- _Testo fornito_
━━━━━━━━━━
Quesito del 18/06/2016

Sono un socio assegnatario di una cooperativa edilizia a.r.l. a proprietà divisa. La società cooperativa stipulò diversi anni fa un contratto di utenza idrica in forza del quale fu installato un unico contatore comune a tutte le abitazioni della lottizzazione costruita dalla cooperativa.
I consumi fatturati dall’ente gestore del servizio idrico non sono mai stati pagati nè dalla società nè dai singoli soci in quanto mai ripartiti ed è pertanto maturato un cospicuo debito che ha comportato l’emissione di un decreto ingiuntivo a favore dell’ente gestore del servizio idrico e contro la società cooperativa. Quest’ultima ha chiamato in giudizio i singoli soci assegnatari.
Mi chiedevo in che misura possano essere chiamati i soci assegnatari a far fronte al debito che contrattualmente fa capo ad un soggetto giuridico distinto qual’è la società cooperativa.
Cosa si intende quando si afferma che il socio risponde nei limiti della quota per le obbligazioni sociali anche in virtù dell’art. 2518 c.c.? Qual’è il concetto di quota?
━━━━━━━━━━
- _Cosa fare_
1 – Secondo il quesito, contro chi è stato emesso il decreto ingiuntivo?
2 – Riscrivi in forma più breve il paragrafo del quesito che comincia con "I consumi fatturati", mantenendone i fatti principali.
3 – Restituisci dal quesito il brano che va da "Sono un socio" fino a "qual’è la società cooperativa." compreso.
Le righe sono materiale a sé, separato dal quesito.

- _Voci di dati memorizzate_
━━━━━━━━━━
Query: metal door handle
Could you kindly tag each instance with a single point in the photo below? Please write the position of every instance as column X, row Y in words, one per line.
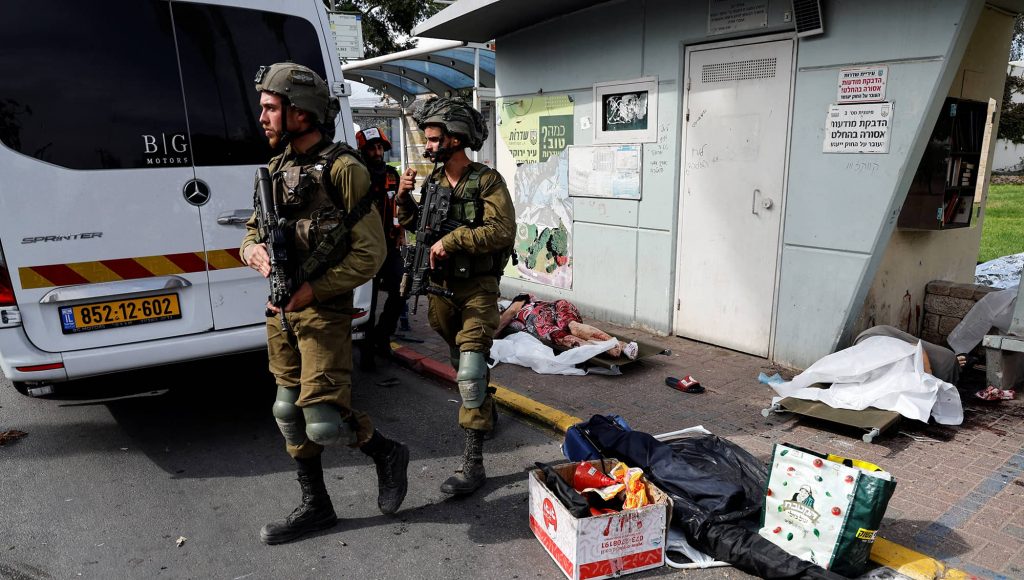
column 236, row 217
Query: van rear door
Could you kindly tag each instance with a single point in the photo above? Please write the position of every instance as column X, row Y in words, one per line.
column 97, row 221
column 221, row 44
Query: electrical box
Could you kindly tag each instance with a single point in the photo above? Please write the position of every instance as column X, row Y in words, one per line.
column 942, row 194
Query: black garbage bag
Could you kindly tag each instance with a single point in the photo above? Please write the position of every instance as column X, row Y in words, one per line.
column 571, row 499
column 717, row 492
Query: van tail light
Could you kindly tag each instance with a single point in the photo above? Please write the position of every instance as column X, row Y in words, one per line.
column 6, row 288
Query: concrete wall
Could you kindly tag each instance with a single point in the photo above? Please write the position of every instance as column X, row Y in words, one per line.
column 624, row 251
column 839, row 216
column 913, row 258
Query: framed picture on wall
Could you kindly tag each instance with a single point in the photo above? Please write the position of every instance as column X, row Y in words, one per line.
column 626, row 111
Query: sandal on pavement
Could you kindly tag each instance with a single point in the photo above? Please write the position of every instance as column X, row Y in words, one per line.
column 686, row 384
column 993, row 394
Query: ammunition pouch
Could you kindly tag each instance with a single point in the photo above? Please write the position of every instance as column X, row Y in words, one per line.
column 294, row 188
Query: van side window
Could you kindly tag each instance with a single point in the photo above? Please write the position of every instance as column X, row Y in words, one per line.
column 91, row 85
column 220, row 48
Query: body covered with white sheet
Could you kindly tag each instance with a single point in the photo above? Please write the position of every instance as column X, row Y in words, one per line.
column 881, row 372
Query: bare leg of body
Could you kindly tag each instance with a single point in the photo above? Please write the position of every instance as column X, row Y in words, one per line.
column 593, row 334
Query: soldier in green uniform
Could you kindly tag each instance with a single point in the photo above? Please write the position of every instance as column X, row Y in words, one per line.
column 315, row 183
column 470, row 260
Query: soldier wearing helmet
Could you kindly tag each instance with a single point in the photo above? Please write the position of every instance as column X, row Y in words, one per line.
column 373, row 145
column 471, row 259
column 316, row 183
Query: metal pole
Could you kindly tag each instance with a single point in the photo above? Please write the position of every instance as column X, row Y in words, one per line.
column 476, row 89
column 401, row 138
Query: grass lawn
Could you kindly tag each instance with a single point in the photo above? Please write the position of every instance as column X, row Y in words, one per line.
column 1003, row 232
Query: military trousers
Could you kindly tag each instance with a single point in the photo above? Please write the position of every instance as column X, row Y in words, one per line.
column 316, row 358
column 467, row 322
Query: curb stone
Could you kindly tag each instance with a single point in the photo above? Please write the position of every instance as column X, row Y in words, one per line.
column 900, row 558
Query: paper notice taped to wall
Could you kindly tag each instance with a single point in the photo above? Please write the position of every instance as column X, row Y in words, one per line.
column 858, row 128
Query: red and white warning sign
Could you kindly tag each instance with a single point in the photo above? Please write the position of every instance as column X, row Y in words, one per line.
column 864, row 84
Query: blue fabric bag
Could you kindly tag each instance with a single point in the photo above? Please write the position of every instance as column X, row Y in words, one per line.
column 578, row 445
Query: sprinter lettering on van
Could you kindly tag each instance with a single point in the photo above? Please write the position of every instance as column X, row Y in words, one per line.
column 62, row 238
column 161, row 150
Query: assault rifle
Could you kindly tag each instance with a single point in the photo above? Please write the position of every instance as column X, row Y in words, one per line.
column 432, row 224
column 271, row 232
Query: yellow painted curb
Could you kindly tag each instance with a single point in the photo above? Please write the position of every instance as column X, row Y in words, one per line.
column 913, row 564
column 902, row 560
column 537, row 411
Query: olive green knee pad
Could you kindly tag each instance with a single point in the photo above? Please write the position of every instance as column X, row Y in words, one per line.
column 326, row 426
column 289, row 416
column 472, row 378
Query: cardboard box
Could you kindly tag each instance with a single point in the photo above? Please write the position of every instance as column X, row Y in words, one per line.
column 601, row 546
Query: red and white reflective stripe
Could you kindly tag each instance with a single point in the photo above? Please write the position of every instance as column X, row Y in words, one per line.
column 47, row 276
column 33, row 368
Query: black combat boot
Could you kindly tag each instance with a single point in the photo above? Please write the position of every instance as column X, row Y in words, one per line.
column 472, row 475
column 391, row 459
column 315, row 511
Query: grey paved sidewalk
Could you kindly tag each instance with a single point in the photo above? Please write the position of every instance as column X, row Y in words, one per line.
column 958, row 499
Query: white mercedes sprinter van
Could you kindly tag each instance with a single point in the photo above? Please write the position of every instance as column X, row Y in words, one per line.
column 128, row 142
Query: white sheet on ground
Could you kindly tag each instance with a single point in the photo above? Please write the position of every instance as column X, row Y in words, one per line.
column 881, row 372
column 524, row 349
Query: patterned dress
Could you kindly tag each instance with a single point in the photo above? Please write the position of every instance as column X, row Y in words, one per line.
column 548, row 321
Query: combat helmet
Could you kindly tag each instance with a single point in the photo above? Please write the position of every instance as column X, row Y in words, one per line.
column 302, row 87
column 457, row 117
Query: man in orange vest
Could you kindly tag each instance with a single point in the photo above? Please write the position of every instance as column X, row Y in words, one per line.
column 384, row 183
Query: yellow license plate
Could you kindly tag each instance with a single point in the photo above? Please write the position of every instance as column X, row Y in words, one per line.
column 119, row 313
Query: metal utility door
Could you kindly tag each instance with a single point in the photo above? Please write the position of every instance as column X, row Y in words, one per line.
column 736, row 121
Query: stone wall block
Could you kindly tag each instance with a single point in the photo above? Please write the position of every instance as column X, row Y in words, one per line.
column 963, row 291
column 982, row 291
column 947, row 324
column 947, row 305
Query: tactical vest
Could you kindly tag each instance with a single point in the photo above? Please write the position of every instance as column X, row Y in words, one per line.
column 307, row 199
column 466, row 208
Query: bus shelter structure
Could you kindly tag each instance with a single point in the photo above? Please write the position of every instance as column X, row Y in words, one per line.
column 443, row 69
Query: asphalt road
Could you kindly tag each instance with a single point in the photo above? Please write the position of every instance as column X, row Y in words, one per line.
column 105, row 489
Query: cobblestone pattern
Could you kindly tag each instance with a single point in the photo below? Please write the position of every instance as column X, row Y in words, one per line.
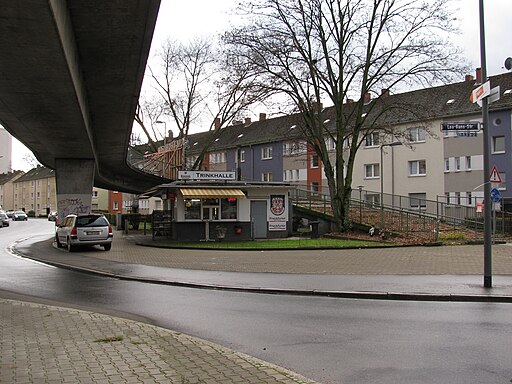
column 449, row 260
column 45, row 344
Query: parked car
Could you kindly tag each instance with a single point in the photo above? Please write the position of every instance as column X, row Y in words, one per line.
column 4, row 220
column 19, row 215
column 77, row 230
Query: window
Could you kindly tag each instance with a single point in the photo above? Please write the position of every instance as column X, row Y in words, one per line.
column 192, row 209
column 371, row 140
column 417, row 200
column 468, row 163
column 314, row 161
column 266, row 176
column 416, row 135
column 372, row 171
column 266, row 153
column 228, row 208
column 498, row 144
column 417, row 168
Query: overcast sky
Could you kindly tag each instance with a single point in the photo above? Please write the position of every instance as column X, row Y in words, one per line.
column 183, row 20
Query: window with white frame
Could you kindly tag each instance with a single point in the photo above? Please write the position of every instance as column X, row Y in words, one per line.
column 372, row 171
column 457, row 164
column 266, row 153
column 417, row 168
column 416, row 135
column 371, row 140
column 266, row 176
column 498, row 144
column 417, row 200
column 314, row 161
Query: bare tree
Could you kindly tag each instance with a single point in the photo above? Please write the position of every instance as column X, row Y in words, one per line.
column 313, row 51
column 197, row 85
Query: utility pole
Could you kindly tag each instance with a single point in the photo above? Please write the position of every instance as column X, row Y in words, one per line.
column 487, row 168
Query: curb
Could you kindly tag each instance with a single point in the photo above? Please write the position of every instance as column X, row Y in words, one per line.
column 363, row 295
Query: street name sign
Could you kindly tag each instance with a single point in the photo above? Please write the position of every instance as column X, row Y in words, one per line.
column 461, row 126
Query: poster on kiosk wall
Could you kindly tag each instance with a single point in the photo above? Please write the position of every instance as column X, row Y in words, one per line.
column 277, row 214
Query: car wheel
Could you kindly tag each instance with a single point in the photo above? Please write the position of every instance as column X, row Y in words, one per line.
column 59, row 244
column 71, row 247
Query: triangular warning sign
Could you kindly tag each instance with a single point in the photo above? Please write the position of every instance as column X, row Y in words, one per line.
column 495, row 176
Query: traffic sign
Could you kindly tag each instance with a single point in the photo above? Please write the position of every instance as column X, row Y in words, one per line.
column 461, row 126
column 495, row 195
column 480, row 92
column 495, row 176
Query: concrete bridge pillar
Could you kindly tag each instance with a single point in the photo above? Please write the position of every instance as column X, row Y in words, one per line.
column 74, row 178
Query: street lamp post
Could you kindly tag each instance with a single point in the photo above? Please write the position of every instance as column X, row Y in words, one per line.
column 394, row 144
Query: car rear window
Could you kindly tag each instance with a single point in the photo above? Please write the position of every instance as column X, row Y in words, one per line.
column 91, row 221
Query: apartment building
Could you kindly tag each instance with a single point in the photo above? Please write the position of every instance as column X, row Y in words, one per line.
column 36, row 191
column 7, row 189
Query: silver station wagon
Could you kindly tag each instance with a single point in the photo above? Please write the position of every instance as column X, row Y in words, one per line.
column 78, row 230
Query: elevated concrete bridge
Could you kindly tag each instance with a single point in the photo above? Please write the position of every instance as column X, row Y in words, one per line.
column 70, row 78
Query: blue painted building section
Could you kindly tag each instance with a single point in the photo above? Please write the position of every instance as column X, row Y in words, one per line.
column 500, row 125
column 254, row 165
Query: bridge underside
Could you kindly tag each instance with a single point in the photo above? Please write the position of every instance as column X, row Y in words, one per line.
column 70, row 78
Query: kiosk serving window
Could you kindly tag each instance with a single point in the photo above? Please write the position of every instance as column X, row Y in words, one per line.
column 208, row 209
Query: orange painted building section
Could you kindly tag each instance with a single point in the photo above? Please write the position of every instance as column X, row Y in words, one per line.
column 314, row 171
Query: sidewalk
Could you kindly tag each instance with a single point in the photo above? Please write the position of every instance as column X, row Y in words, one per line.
column 448, row 273
column 44, row 344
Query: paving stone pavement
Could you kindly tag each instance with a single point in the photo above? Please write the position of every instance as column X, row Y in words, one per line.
column 47, row 344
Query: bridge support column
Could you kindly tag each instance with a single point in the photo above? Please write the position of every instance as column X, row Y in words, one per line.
column 74, row 178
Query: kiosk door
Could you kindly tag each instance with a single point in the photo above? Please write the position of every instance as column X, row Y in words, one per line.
column 259, row 219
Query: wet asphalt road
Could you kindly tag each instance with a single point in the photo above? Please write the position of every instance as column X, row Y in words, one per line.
column 329, row 340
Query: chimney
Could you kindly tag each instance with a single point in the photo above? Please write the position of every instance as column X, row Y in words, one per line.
column 479, row 75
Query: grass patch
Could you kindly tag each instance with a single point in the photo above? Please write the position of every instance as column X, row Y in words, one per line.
column 109, row 339
column 279, row 244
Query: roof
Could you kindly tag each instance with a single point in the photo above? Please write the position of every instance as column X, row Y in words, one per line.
column 441, row 102
column 9, row 176
column 37, row 173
━━━━━━━━━━
- _Risultati_
1 – Contro la società cooperativa, a favore dell'ente gestore del servizio idrico.

2 – I consumi fatturati dall'ente gestore del servizio idrico, mai ripartiti, non sono stati pagati né dalla società né dai soci. Ne è nato un debito cospicuo, con un decreto ingiuntivo contro la cooperativa, che ha quindi chiamato in giudizio i singoli soci assegnatari.

3 –
Sono un socio assegnatario di una cooperativa edilizia a.r.l. a proprietà divisa. La società cooperativa stipulò diversi anni fa un contratto di utenza idrica in forza del quale fu installato un unico contatore comune a tutte le abitazioni della lottizzazione costruita dalla cooperativa.
I consumi fatturati dall’ente gestore del servizio idrico non sono mai stati pagati nè dalla società nè dai singoli soci in quanto mai ripartiti ed è pertanto maturato un cospicuo debito che ha comportato l’emissione di un decreto ingiuntivo a favore dell’ente gestore del servizio idrico e contro la società cooperativa. Quest’ultima ha chiamato in giudizio i singoli soci assegnatari.
Mi chiedevo in che misura possano essere chiamati i soci assegnatari a far fronte al debito che contrattualmente fa capo ad un soggetto giuridico distinto qual’è la società cooperativa.